§ ACTION ITEM: From the data below, copy out every line in which the word "object" occurs.

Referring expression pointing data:
____________

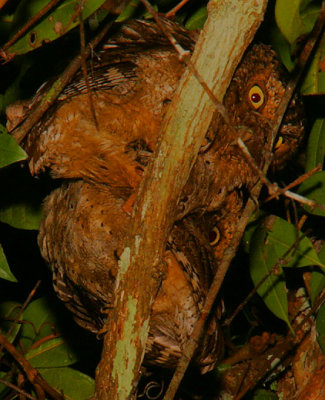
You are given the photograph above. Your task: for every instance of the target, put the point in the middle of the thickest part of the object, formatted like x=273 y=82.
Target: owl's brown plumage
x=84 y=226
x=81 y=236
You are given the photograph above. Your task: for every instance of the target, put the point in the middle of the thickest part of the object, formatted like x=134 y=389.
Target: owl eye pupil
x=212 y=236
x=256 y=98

____________

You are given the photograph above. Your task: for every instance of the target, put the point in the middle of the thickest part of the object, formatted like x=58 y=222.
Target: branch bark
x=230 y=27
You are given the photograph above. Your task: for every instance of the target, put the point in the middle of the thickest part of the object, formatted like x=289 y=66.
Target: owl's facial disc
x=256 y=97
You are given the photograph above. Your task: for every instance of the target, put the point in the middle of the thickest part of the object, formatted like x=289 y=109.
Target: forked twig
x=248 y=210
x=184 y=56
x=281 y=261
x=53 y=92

____________

§ RESPONSE BELOW:
You are given the photograph above. Your task: for every instance of the target, put the point in the middle of the thickest part of the object, formatted like x=273 y=82.
You are given the photograph above. Your task: for every instance of the target, put the point in the middle of the thickest part of the object, formatted like x=134 y=389.
You are given the photograph above. Your task: for every instance of the target, put the point in the middle of the thickest part of the object, formatted like x=58 y=222.
You are given the photograph above. Your task: for every instance of the target, put the point in the middle of the thickest part of the object, formatted like x=289 y=66.
You are given the photograph above. Your task: for every instance of the target, put the point in the middle of the thickest part of the object, formatted like x=289 y=109.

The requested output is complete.